▸ **Wat je moet doen**
A. Beantwoord met de tekst over de wraking van de rechter-commissaris:
(i) Op welke datum deed de wrakingskamer uitspraak?
(ii) Tegen wie was het wrakingsverzoek gericht?
(iii) Wanneer moet een wrakingsverzoek volgens de wet worden ingediend?
B. Pak de tekst over de wraking van de rechter-commissaris weer op na de laatste zin en schrijf er een vervolg op.

▸ **Tekst document**
________________________

ECLI:NL:RBDHA:2023:18370
Rechtbank Den Haag
- Wraking
- Rechtspraak.nl
Wraking van rechter-commissaris in strafzaak zonder gegronde feiten
Op 30 juni 2023 heeft de meervoudige wrakingskamer van de Rechtbank Den Haag uitspraak gedaan op het wrakingsverzoek van een verzoeker, die niet-ontvankelijk werd verklaard. Het wrakingsverzoek was gericht tegen mr. I.K. van Acker, de rechter-commissaris in een strafzaak tegen de verzoeker. De verzoeker had geen feiten of omstandigheden aangevoerd die de vrees voor partijdigheid van de rechter-commissaris konden onderbouwen. De wet vereist dat een wrakingsverzoek wordt ingediend zodra de feiten en omstandigheden bekend zijn, en deze moeten tegelijkertijd worden voorgedragen. Aangezien het verzoek niet aan deze eisen voldeed, werd de verzoeker niet-ontvankelijk verklaard.

________________________

▸ **Fragmenten uit rijen**
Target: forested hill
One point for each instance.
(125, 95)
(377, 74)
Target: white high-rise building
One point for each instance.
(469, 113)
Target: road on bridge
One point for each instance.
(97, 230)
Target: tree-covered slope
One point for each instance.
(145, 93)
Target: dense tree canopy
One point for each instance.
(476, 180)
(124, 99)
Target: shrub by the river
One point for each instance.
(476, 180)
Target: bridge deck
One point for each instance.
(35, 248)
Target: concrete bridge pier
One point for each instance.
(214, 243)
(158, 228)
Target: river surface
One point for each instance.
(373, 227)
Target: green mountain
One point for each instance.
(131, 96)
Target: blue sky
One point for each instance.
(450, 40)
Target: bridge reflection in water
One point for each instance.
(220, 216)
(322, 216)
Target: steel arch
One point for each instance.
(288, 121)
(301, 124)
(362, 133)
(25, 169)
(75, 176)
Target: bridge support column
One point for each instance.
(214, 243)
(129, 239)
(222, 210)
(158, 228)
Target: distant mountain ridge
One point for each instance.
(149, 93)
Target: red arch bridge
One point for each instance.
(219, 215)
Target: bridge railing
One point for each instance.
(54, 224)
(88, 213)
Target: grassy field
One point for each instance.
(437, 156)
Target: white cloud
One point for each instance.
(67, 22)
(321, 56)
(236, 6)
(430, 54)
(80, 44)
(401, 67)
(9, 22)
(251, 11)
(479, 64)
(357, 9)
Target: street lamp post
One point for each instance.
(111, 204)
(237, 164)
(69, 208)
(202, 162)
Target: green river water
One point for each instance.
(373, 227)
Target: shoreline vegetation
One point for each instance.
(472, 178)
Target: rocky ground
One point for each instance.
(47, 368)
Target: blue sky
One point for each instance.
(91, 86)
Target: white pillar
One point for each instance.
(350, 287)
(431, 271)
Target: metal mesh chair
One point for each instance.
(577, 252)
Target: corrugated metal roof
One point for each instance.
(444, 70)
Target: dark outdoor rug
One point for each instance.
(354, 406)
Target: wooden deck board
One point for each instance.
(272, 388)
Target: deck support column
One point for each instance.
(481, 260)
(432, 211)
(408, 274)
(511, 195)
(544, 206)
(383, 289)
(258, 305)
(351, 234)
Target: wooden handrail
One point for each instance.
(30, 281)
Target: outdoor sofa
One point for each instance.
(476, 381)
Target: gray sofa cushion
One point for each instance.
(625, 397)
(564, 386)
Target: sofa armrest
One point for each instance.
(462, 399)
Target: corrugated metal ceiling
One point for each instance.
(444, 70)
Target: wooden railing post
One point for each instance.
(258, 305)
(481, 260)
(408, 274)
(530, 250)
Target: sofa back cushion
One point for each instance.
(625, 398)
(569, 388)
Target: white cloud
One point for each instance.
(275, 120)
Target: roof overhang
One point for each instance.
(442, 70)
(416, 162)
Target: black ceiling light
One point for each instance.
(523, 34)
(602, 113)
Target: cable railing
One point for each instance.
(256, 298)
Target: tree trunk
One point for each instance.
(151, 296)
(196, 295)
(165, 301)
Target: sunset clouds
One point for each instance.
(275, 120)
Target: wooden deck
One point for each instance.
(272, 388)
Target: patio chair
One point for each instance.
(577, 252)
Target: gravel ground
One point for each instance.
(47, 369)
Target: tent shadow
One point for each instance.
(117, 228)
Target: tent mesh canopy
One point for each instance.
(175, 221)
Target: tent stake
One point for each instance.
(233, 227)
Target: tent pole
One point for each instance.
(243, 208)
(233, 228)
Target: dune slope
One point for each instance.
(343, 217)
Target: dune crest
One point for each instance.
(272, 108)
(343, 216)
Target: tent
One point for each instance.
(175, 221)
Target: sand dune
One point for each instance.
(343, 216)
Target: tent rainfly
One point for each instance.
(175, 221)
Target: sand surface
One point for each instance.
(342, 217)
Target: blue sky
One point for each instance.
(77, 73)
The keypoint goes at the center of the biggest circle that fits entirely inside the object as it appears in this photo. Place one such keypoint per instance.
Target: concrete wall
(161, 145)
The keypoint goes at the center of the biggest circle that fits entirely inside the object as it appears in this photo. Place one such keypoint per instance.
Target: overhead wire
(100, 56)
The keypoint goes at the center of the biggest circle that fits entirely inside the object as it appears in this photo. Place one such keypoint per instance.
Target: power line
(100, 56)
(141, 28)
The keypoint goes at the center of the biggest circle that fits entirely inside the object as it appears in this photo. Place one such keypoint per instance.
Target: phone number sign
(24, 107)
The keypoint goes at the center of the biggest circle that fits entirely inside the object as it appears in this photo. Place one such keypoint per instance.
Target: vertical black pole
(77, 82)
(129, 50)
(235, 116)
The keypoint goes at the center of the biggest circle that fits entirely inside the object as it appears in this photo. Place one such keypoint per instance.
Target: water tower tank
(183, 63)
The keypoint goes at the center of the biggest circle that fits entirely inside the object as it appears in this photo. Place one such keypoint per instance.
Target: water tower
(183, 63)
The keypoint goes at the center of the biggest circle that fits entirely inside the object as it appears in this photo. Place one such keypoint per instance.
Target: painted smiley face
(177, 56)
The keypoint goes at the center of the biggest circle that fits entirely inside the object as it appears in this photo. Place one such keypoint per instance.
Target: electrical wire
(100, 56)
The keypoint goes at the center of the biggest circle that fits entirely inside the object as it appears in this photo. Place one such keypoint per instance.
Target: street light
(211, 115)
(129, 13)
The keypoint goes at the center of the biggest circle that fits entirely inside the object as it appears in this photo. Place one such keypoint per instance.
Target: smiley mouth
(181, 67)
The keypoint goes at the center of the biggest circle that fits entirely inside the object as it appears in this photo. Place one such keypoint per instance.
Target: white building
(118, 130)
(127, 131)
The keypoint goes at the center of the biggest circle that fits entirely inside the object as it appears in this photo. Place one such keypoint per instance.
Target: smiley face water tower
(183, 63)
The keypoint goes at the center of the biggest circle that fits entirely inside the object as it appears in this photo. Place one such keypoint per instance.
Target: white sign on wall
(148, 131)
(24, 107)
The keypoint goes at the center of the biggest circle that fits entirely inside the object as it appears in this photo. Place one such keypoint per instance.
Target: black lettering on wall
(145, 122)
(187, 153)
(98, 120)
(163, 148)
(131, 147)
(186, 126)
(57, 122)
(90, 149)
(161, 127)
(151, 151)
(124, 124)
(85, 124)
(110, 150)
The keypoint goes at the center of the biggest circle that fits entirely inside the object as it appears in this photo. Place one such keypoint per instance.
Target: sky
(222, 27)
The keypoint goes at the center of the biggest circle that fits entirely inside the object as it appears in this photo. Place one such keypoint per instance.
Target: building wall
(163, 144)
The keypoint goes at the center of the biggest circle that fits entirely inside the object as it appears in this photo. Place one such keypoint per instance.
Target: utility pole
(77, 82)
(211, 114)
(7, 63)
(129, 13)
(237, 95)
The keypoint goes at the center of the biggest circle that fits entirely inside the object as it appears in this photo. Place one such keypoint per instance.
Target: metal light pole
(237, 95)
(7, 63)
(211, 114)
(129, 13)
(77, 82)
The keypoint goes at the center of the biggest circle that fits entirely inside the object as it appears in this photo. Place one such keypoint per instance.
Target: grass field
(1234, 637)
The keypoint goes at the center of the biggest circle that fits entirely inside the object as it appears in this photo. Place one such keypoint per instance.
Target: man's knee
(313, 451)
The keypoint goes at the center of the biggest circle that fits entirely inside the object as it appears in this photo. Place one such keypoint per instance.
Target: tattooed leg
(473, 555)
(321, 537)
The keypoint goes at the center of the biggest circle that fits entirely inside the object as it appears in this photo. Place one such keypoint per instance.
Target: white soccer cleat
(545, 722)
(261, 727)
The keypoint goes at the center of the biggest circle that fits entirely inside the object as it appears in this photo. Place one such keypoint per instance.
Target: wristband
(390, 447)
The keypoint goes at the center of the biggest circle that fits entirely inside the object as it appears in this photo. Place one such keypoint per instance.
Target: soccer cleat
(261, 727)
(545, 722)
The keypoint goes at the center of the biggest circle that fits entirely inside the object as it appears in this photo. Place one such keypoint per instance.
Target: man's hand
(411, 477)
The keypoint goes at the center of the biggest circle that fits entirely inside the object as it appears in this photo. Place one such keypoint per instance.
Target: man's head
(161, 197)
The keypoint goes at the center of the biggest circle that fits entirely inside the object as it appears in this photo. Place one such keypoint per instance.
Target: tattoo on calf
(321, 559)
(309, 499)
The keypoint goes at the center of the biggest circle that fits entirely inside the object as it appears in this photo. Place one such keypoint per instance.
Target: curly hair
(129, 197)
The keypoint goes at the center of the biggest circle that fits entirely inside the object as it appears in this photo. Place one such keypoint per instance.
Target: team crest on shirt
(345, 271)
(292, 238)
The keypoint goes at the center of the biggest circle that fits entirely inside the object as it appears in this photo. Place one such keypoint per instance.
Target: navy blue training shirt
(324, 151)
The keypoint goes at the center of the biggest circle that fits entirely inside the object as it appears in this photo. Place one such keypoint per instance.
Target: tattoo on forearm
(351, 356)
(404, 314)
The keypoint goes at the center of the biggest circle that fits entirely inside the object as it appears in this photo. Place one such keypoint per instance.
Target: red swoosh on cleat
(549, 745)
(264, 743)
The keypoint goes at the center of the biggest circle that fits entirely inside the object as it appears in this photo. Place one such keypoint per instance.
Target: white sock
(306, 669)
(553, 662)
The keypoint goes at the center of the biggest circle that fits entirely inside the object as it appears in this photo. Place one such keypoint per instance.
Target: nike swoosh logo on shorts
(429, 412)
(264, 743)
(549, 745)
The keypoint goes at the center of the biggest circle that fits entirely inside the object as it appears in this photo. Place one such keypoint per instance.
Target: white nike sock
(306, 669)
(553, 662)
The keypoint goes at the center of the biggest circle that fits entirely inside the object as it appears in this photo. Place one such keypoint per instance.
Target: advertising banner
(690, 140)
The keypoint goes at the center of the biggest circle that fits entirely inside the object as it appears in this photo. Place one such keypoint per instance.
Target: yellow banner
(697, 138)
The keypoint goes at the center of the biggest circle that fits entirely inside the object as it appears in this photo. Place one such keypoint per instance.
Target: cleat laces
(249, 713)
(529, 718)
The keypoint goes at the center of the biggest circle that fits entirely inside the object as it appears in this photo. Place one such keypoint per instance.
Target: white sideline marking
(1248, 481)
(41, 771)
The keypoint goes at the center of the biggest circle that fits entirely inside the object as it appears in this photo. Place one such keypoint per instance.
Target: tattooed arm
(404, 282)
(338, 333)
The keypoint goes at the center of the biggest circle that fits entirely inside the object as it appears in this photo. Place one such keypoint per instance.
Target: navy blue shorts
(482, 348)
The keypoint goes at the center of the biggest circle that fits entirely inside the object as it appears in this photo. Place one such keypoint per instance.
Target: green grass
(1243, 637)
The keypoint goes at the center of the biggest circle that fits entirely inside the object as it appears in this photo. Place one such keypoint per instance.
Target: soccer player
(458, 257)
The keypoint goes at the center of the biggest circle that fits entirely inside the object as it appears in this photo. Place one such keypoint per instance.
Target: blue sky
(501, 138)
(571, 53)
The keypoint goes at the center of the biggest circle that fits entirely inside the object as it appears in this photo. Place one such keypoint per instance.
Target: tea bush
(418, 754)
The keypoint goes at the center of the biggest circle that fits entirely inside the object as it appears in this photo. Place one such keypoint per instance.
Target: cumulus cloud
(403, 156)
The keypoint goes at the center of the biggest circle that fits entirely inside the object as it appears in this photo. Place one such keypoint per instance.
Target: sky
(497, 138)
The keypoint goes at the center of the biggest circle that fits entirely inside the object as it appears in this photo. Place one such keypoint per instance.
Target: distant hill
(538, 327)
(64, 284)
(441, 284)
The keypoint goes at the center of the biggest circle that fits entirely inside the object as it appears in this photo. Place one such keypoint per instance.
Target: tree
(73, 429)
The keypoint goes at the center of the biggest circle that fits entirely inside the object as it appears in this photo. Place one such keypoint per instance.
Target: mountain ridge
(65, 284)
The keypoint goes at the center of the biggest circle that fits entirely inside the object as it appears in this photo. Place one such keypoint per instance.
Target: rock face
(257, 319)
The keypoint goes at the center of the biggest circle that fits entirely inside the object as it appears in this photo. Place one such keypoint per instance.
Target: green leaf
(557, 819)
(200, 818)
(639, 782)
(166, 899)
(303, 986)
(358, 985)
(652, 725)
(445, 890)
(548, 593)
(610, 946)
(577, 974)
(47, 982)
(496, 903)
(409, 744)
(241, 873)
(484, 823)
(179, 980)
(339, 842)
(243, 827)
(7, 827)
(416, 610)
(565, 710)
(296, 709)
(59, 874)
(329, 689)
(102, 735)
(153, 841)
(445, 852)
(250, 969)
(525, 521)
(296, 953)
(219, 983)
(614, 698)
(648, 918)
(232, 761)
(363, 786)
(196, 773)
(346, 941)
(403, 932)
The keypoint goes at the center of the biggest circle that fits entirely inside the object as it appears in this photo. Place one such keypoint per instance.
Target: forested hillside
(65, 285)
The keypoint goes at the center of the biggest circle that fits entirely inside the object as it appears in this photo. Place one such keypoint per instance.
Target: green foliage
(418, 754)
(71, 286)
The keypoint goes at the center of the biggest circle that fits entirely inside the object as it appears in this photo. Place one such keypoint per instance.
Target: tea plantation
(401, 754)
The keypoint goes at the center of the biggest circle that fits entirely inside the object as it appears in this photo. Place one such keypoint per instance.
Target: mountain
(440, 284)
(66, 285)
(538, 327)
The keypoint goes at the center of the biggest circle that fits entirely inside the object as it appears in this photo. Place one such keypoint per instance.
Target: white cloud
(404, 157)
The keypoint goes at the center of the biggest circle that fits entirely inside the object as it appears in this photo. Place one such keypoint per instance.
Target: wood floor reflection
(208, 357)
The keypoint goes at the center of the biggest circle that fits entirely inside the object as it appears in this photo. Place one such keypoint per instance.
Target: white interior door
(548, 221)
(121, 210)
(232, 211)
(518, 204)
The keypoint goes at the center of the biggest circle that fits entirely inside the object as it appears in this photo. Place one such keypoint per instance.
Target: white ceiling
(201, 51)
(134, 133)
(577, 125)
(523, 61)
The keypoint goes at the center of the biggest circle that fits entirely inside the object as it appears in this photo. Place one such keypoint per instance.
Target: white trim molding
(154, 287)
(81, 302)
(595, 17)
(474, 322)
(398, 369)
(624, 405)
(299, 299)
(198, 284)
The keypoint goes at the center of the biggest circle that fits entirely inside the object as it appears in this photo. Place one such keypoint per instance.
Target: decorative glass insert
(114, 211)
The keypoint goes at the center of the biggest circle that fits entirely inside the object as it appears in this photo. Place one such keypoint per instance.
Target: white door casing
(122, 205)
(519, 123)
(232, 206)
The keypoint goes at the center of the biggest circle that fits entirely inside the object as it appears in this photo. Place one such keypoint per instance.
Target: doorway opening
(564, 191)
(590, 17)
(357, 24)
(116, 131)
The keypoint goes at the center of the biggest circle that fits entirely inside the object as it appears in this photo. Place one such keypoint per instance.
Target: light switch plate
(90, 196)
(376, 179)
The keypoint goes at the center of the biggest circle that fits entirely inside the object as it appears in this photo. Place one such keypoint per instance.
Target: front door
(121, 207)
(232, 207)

________________________

▸ **Antwoorden per nummer**
A.
(i) Op 30 juni 2023.
(ii) Tegen mr. I.K. van Acker, de rechter-commissaris in een strafzaak tegen de verzoeker.
(iii) Zodra de feiten en omstandigheden bekend zijn.

B.
De wrakingskamer oordeelde verder dat de verzoeker in het verleden al meerdere wrakingsverzoeken had ingediend, die allemaal waren afgewezen. Dit leidde tot de conclusie dat de verzoeker het wrakingsmiddel misbruikte, mogelijk om de voortgang van de procedure te frustreren. De wrakingskamer besloot dat een volgend wrakingsverzoek in deze zaak niet meer in behandeling zal worden genomen. De beslissing werd openbaar uitgesproken en er staat geen rechtsmiddel open tegen deze uitspraak.